§ GIVEN INSTRUCTION
Reproduce the listing below word for word, keeping every line unchanged.

[Data records]
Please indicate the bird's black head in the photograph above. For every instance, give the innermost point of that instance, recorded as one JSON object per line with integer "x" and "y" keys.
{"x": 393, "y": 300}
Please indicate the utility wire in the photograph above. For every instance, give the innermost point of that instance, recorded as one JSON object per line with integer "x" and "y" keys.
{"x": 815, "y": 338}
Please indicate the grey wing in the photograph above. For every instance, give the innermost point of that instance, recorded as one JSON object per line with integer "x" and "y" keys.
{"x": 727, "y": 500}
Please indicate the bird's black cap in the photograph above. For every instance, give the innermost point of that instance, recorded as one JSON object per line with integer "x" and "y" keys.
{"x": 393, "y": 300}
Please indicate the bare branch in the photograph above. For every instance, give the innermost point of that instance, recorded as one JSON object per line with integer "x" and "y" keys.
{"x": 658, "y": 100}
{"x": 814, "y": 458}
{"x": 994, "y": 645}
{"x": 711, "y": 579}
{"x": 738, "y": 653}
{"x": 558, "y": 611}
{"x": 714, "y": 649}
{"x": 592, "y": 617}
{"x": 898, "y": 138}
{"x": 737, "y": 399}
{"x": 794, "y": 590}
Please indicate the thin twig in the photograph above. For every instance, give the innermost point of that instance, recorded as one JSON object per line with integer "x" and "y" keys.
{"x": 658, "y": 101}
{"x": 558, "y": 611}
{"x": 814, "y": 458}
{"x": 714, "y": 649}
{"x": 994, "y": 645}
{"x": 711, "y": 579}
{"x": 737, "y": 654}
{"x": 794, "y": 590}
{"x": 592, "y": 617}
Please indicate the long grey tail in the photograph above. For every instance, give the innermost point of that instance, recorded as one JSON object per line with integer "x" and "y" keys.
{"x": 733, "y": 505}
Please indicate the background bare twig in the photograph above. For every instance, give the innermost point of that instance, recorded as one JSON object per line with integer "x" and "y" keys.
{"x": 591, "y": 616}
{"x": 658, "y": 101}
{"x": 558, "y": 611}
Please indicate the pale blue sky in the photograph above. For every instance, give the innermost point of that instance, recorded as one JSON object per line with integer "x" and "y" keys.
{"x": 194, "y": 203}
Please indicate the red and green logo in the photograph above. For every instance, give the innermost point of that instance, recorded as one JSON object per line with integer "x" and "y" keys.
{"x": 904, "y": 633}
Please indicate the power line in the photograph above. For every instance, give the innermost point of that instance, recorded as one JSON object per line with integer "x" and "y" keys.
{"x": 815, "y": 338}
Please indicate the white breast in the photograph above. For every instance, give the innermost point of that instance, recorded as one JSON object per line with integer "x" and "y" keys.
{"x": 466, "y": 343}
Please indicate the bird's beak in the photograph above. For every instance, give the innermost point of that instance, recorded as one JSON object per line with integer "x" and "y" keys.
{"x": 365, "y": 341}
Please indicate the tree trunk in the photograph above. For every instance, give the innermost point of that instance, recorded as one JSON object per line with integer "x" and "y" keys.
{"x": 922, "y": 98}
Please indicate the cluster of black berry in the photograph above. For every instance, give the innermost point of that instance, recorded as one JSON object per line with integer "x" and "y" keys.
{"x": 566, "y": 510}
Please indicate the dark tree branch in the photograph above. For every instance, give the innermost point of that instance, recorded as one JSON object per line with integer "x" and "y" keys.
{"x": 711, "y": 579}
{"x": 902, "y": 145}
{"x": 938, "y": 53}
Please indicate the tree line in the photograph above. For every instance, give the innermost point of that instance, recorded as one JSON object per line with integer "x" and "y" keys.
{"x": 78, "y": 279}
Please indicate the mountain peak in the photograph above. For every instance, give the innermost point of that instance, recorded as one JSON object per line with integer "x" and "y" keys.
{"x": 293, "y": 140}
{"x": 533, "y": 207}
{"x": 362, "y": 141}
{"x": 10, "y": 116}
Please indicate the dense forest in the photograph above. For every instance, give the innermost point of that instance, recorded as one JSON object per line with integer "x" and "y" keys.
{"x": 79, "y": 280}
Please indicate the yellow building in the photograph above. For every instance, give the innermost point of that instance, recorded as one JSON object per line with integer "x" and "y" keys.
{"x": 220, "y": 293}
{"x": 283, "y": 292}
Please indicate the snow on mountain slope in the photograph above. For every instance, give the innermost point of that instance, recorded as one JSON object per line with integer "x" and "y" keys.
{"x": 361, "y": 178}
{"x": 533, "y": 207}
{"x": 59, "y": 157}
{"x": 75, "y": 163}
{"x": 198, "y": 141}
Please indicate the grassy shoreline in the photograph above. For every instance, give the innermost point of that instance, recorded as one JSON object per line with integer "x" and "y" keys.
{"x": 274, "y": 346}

§ RESULT
Please indicate the bird's black head in the photograph above. For every instance, give the innermost point of that instance, recorded as one JSON object per line with integer "x" and "y" keys.
{"x": 393, "y": 300}
Please indicate the utility wire in the photograph above. For every instance, give the innermost point of that instance, recorded as one JSON object per line with integer "x" and "y" keys.
{"x": 815, "y": 338}
Please indicate the grey wing in the photograph above. For every instance, give the innermost point of that instance, recorded as one JSON object per line with integer "x" and "y" keys.
{"x": 727, "y": 500}
Please indicate the bird's black cap in the photograph above. For every instance, give the innermost point of that instance, recorded as one JSON object per line with integer "x" and "y" keys.
{"x": 393, "y": 300}
Please indicate the bare branch in the photograph above. For every instance, give the innermost point of that instance, recorded as one JSON object per line with integer "x" and "y" keys.
{"x": 658, "y": 100}
{"x": 814, "y": 458}
{"x": 994, "y": 645}
{"x": 711, "y": 579}
{"x": 738, "y": 653}
{"x": 558, "y": 611}
{"x": 714, "y": 649}
{"x": 592, "y": 617}
{"x": 898, "y": 138}
{"x": 737, "y": 399}
{"x": 794, "y": 590}
Please indicate the thin twig in the photograph above. For every instance, give the innermost point of that instance, recorded as one JSON object per line with integer "x" and "y" keys.
{"x": 658, "y": 101}
{"x": 558, "y": 611}
{"x": 814, "y": 458}
{"x": 714, "y": 649}
{"x": 994, "y": 645}
{"x": 711, "y": 579}
{"x": 737, "y": 654}
{"x": 794, "y": 590}
{"x": 592, "y": 617}
Please indicate the long grey tail in the photograph above. For every instance, give the innermost point of that instance, recorded as one JSON object per line with integer "x" and "y" keys.
{"x": 733, "y": 505}
Please indicate the background bare twig in the photograph above. For every instance, give the innermost point of that instance, recorded as one JSON object per line with integer "x" and "y" keys.
{"x": 591, "y": 616}
{"x": 658, "y": 101}
{"x": 558, "y": 611}
Please indicate the pale blue sky in the photograph above. For every instance, give the innermost point of that instance, recorded as one JSON object per line with integer "x" and "y" keys.
{"x": 194, "y": 203}
Please indicate the red and green logo in the photograph above. For every instance, give the innermost point of that instance, recorded as one JSON object per line with integer "x" and "y" keys.
{"x": 904, "y": 633}
Please indicate the power line in the photograph above. For every instance, give the innermost point of that instance, recorded as one JSON object per line with integer "x" and "y" keys.
{"x": 815, "y": 338}
Please indicate the white breast in the photograph above. For every instance, give the innermost point of that instance, recorded as one JSON object per line with integer "x" and "y" keys.
{"x": 466, "y": 343}
Please indicate the bird's beak in the photograph above. For every instance, give the innermost point of that instance, recorded as one JSON object per line with integer "x" and "y" keys.
{"x": 365, "y": 341}
Please indicate the tree trunk in the photograph above. For every instance, give the innermost point of that instance, recorded as one JSON object per line with integer "x" and "y" keys.
{"x": 922, "y": 98}
Please indicate the cluster of black berry in the photograph above. For every instance, give the innermost point of that instance, recorded as one JSON object per line with integer "x" and "y" keys.
{"x": 566, "y": 510}
Please indicate the dark tree branch in the photograph above. For every instance, give the innermost point of that instance, recorded as one JSON object per line with integer "x" and "y" keys.
{"x": 711, "y": 579}
{"x": 902, "y": 145}
{"x": 938, "y": 53}
Please indicate the tree line in the photograph above. For every instance, give the innermost point of that instance, recorded as one JSON object per line with integer "x" and "y" keys.
{"x": 78, "y": 279}
Please indicate the mountain peak in the photograph above. For every instance, give the innermost point of that instance, recorded as one JSON object per line with integer "x" and "y" keys.
{"x": 293, "y": 140}
{"x": 533, "y": 207}
{"x": 362, "y": 141}
{"x": 10, "y": 116}
Please indicate the dense forest in the photograph above. For every instance, give the innermost point of that instance, recorded as one JSON object per line with integer "x" and "y" keys.
{"x": 79, "y": 280}
Please indicate the yellow building in the photograph above. For every instance, give the innermost point of that instance, recorded as one JSON object per line with integer "x" and "y" keys.
{"x": 220, "y": 293}
{"x": 283, "y": 292}
Please indicate the snow on mountain slope in the photograph above. For every instance, give the innermost point of that instance, recorded as one JSON object per line with integer "x" and "y" keys.
{"x": 361, "y": 178}
{"x": 533, "y": 207}
{"x": 59, "y": 157}
{"x": 75, "y": 163}
{"x": 198, "y": 141}
Please indicate the grassy shoreline in the photograph above. For every instance, give the innermost point of that instance, recorded as one JSON object per line with integer "x" and "y" keys.
{"x": 274, "y": 346}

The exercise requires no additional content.